>> BEGIN Exercise material

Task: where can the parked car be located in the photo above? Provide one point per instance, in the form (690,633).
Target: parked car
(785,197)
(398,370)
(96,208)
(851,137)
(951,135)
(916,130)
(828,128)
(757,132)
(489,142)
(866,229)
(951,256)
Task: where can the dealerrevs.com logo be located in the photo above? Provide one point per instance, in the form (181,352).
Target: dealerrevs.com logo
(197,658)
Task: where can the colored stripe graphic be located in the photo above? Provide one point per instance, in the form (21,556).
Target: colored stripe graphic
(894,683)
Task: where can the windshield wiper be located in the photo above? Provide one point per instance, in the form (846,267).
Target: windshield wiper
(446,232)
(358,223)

>> END Exercise material
>> BEGIN Exercise material

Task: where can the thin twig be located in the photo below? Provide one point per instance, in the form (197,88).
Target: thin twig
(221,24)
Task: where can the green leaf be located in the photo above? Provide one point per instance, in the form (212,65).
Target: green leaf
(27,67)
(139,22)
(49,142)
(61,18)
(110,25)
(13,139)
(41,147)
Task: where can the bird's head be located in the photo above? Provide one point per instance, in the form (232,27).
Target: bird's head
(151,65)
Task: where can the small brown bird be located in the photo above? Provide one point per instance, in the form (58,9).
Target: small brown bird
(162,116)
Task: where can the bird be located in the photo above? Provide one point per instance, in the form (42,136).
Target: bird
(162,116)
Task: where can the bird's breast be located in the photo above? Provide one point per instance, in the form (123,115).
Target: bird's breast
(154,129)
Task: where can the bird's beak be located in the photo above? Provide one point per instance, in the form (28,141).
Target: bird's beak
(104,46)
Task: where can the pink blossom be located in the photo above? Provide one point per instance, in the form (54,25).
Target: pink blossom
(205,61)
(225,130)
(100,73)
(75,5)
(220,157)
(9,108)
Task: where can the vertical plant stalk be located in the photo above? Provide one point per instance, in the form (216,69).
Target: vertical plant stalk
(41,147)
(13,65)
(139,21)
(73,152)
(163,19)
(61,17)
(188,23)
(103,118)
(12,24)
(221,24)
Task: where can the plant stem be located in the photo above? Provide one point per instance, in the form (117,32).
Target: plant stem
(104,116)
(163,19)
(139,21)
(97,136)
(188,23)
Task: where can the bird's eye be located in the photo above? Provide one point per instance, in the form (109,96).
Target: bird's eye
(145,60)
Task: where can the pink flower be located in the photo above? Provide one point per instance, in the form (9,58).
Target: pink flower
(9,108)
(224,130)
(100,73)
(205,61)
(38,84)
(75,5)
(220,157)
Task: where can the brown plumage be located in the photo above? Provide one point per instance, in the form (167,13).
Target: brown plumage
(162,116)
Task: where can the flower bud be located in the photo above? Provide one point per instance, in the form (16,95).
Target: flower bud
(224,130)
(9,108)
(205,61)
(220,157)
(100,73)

>> END Exercise material

Given problem:
List each line of the records above that contains the word "leaf".

Result below:
Task: where can the green leaf be located in the photo above? Provide one point per instance, in the form (212,65).
Target: green leaf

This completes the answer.